EXERCISE PROMPT ▸ Find the line containing "Crop-scouting request: mark the copper". Retype it and every line after it through the end of the entries, exactly as written, with nothing added.

RECORDS FOR PROCESSING ▸
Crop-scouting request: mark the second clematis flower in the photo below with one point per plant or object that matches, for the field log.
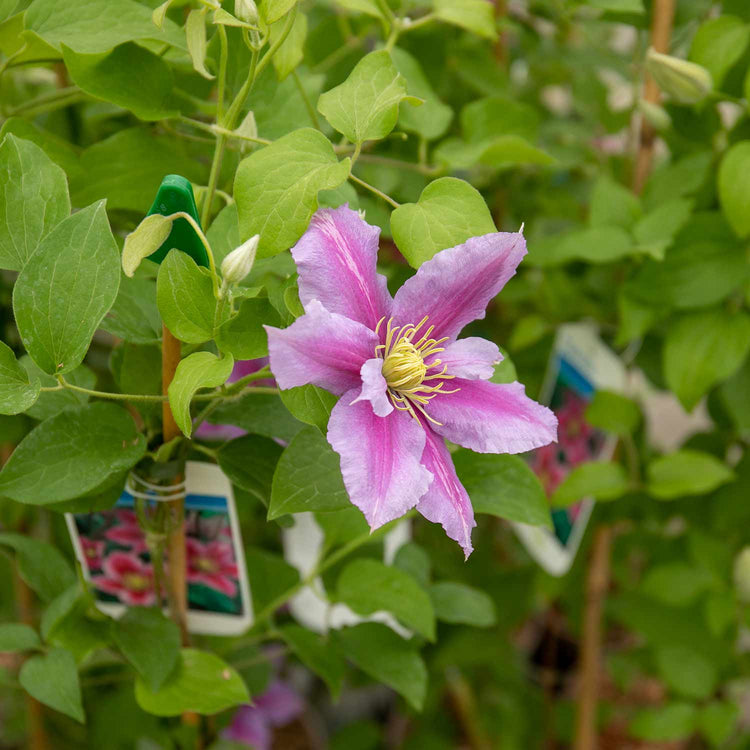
(406, 381)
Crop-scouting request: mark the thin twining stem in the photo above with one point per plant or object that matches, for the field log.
(229, 392)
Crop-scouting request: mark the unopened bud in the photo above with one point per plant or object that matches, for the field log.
(742, 575)
(686, 82)
(246, 11)
(240, 261)
(656, 116)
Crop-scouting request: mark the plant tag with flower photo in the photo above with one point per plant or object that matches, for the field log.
(113, 551)
(580, 365)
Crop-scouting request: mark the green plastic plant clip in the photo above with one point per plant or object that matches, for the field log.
(176, 194)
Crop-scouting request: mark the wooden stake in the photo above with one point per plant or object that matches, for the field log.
(597, 584)
(176, 571)
(661, 31)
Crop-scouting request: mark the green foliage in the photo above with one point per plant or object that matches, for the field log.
(202, 683)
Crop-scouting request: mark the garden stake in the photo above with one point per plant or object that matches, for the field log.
(661, 31)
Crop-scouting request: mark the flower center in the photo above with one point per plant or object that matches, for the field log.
(136, 582)
(405, 370)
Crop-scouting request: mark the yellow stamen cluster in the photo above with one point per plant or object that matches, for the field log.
(404, 368)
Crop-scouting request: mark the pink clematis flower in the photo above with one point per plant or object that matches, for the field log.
(406, 382)
(127, 578)
(212, 564)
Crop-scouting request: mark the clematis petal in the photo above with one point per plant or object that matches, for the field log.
(374, 388)
(492, 418)
(473, 358)
(455, 286)
(322, 348)
(336, 260)
(446, 501)
(380, 459)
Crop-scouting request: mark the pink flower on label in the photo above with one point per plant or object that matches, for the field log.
(575, 432)
(128, 578)
(212, 564)
(406, 382)
(92, 551)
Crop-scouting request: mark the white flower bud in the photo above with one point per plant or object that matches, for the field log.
(686, 82)
(240, 261)
(246, 11)
(742, 575)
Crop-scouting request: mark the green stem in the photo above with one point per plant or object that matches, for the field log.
(306, 99)
(372, 189)
(206, 244)
(290, 18)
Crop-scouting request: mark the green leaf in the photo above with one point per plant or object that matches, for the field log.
(262, 414)
(594, 245)
(249, 462)
(195, 31)
(307, 477)
(33, 200)
(129, 76)
(432, 118)
(485, 119)
(613, 413)
(150, 641)
(505, 152)
(717, 721)
(185, 297)
(461, 604)
(128, 167)
(686, 672)
(244, 336)
(18, 391)
(93, 26)
(476, 16)
(309, 404)
(134, 317)
(202, 683)
(199, 370)
(52, 679)
(40, 565)
(412, 559)
(449, 211)
(656, 231)
(686, 472)
(316, 654)
(613, 204)
(15, 636)
(365, 106)
(66, 288)
(291, 52)
(703, 349)
(369, 586)
(503, 486)
(718, 44)
(50, 403)
(734, 187)
(272, 576)
(675, 721)
(602, 480)
(144, 240)
(387, 658)
(276, 188)
(273, 10)
(71, 454)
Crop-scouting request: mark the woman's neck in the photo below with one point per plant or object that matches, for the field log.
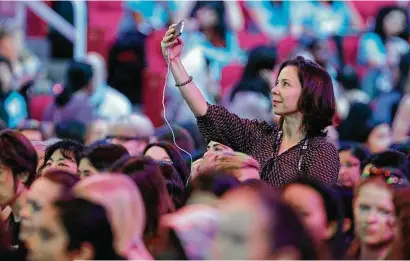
(292, 128)
(374, 253)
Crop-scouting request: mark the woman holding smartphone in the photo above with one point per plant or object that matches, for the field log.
(303, 97)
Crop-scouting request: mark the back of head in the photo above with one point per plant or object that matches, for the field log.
(358, 151)
(87, 222)
(213, 182)
(104, 156)
(176, 158)
(286, 229)
(78, 77)
(71, 129)
(123, 203)
(17, 153)
(334, 211)
(392, 159)
(146, 173)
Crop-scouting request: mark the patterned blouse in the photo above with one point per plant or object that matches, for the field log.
(260, 140)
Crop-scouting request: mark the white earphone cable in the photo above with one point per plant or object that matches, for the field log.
(169, 125)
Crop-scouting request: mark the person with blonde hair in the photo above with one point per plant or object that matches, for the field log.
(123, 202)
(239, 165)
(133, 131)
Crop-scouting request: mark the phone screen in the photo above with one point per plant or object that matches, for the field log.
(179, 29)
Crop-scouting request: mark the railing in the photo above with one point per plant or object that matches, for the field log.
(76, 33)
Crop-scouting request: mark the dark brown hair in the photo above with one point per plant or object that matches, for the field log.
(176, 157)
(103, 156)
(69, 149)
(17, 153)
(317, 101)
(147, 175)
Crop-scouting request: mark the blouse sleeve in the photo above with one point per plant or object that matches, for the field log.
(219, 125)
(323, 163)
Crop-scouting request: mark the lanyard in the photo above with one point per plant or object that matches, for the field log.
(302, 150)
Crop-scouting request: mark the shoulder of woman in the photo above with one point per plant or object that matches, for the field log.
(321, 144)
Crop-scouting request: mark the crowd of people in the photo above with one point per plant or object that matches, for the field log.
(302, 159)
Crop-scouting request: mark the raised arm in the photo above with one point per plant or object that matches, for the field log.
(191, 93)
(214, 122)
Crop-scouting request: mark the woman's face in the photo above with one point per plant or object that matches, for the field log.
(380, 138)
(42, 193)
(58, 161)
(310, 207)
(287, 91)
(7, 190)
(349, 173)
(374, 215)
(394, 23)
(49, 241)
(243, 228)
(158, 153)
(86, 168)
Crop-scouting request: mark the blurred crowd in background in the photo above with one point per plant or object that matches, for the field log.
(66, 120)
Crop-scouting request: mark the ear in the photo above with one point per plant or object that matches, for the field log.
(331, 230)
(347, 224)
(23, 176)
(85, 252)
(287, 253)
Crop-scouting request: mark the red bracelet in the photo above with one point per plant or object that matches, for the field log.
(184, 83)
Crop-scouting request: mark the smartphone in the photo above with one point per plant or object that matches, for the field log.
(179, 29)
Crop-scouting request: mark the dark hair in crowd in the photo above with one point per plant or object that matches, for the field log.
(176, 157)
(317, 101)
(358, 151)
(65, 179)
(286, 229)
(103, 156)
(214, 182)
(32, 125)
(86, 222)
(173, 181)
(379, 24)
(78, 76)
(391, 159)
(147, 176)
(17, 153)
(334, 212)
(70, 149)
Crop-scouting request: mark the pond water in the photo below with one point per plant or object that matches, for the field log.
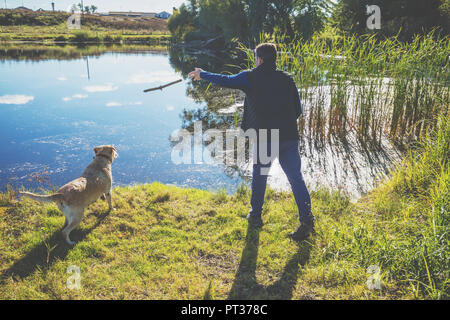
(55, 110)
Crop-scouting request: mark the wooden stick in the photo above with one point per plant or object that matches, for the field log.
(164, 86)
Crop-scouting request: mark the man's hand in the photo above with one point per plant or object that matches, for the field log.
(195, 75)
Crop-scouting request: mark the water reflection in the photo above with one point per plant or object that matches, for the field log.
(55, 110)
(339, 162)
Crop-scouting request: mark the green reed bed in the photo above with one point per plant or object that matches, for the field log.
(374, 88)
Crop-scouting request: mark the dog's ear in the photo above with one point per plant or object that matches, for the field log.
(97, 150)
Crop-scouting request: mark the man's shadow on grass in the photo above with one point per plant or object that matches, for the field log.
(47, 252)
(245, 285)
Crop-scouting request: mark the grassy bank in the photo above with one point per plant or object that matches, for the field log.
(85, 36)
(40, 52)
(16, 25)
(165, 242)
(374, 88)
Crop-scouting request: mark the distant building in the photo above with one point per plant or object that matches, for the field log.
(132, 14)
(23, 8)
(163, 15)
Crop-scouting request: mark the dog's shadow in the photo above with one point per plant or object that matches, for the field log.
(245, 285)
(48, 252)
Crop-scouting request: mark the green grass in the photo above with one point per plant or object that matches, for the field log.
(60, 34)
(165, 242)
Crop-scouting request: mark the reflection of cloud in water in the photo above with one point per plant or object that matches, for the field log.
(15, 99)
(101, 88)
(75, 96)
(151, 77)
(347, 165)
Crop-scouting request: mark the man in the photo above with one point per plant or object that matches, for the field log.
(272, 102)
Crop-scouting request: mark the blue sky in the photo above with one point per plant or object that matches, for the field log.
(103, 5)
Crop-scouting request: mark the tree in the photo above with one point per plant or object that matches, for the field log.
(74, 8)
(311, 16)
(405, 18)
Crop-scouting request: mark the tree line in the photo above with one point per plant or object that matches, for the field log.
(247, 19)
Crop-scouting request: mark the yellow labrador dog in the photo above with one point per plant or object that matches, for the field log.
(74, 197)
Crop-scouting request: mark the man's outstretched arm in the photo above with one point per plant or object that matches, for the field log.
(237, 81)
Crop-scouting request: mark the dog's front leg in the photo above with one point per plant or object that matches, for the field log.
(109, 199)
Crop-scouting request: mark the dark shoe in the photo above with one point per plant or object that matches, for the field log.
(302, 232)
(255, 220)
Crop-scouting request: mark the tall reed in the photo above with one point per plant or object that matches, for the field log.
(375, 88)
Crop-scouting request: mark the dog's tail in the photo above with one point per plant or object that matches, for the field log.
(50, 198)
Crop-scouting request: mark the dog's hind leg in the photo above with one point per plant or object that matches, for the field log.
(74, 220)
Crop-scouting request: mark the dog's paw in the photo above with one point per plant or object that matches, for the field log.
(70, 242)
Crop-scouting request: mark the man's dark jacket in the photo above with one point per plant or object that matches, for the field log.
(271, 101)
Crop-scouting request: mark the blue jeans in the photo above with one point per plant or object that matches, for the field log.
(289, 158)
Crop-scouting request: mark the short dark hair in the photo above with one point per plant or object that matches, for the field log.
(267, 52)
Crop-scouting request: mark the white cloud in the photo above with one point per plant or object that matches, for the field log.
(113, 104)
(15, 99)
(80, 96)
(76, 96)
(162, 77)
(105, 88)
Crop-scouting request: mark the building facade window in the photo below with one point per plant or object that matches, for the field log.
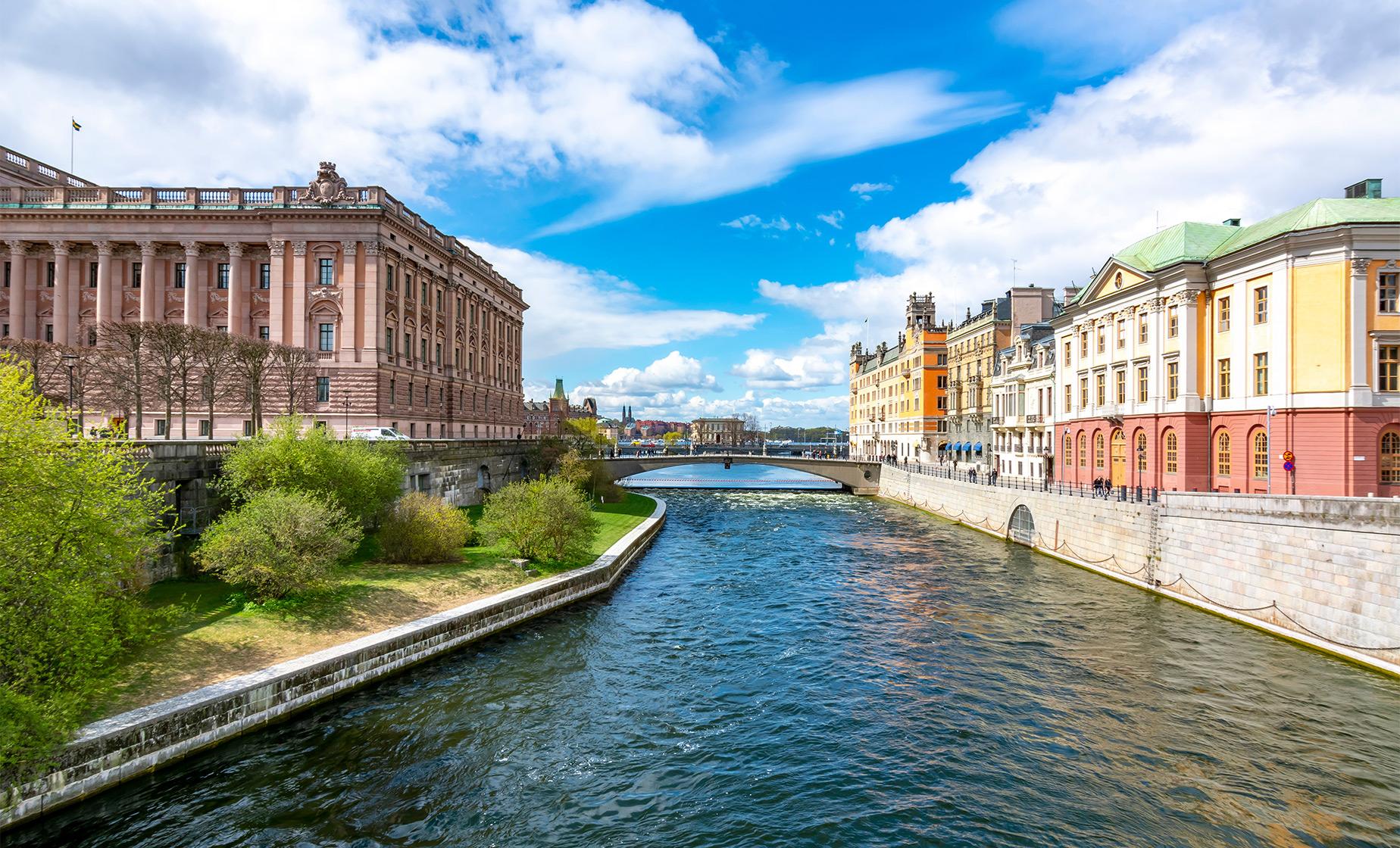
(1261, 455)
(1390, 457)
(1388, 292)
(1388, 368)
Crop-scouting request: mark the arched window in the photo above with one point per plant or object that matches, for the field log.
(1261, 455)
(1390, 457)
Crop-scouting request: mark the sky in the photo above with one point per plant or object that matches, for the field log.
(709, 202)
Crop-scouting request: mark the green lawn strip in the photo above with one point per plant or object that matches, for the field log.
(206, 631)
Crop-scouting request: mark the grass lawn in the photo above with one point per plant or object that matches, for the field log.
(208, 633)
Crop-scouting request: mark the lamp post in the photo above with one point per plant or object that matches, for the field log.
(70, 361)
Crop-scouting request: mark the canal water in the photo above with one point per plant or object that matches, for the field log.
(814, 669)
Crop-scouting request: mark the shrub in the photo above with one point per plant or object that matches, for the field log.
(277, 544)
(423, 529)
(76, 524)
(358, 476)
(541, 519)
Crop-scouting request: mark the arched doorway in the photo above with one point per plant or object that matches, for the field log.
(1022, 525)
(1119, 460)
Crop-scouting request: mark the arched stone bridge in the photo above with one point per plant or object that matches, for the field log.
(860, 478)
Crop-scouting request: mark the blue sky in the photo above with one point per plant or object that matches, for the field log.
(705, 201)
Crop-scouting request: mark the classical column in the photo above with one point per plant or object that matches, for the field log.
(298, 295)
(191, 283)
(153, 295)
(104, 283)
(236, 288)
(373, 298)
(276, 257)
(62, 293)
(21, 315)
(349, 328)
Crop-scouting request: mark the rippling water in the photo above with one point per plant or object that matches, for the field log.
(815, 669)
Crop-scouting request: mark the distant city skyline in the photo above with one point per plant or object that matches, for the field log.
(709, 203)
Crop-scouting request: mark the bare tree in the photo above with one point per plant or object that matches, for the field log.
(173, 364)
(127, 368)
(295, 374)
(213, 353)
(251, 366)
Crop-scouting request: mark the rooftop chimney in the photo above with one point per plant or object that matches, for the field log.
(1368, 188)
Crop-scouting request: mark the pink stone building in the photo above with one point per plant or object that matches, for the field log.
(409, 326)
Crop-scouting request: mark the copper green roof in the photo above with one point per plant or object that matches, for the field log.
(1193, 241)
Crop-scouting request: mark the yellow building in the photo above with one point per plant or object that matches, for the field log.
(898, 394)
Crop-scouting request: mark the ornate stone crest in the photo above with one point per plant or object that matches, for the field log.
(328, 188)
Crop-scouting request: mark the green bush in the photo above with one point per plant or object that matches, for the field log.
(541, 519)
(277, 544)
(358, 476)
(423, 529)
(76, 524)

TASK SOLUTION ▸
Crop-scouting request: mark the copper green roof in the photo above with one point per plant or object that matches, for the field log.
(1193, 241)
Crop-scouting request: mark the yellow building in the photo above with one point per plant or object that matches, for the field log.
(898, 394)
Crop-scouting request: mark the ornate stone crest in the photo above with one point per plant or object that matches, for the field log.
(328, 188)
Crop-scouting request: mark the green bush in the photo above with one point per plant or object that matches, for the field log.
(541, 519)
(277, 544)
(358, 476)
(423, 529)
(76, 524)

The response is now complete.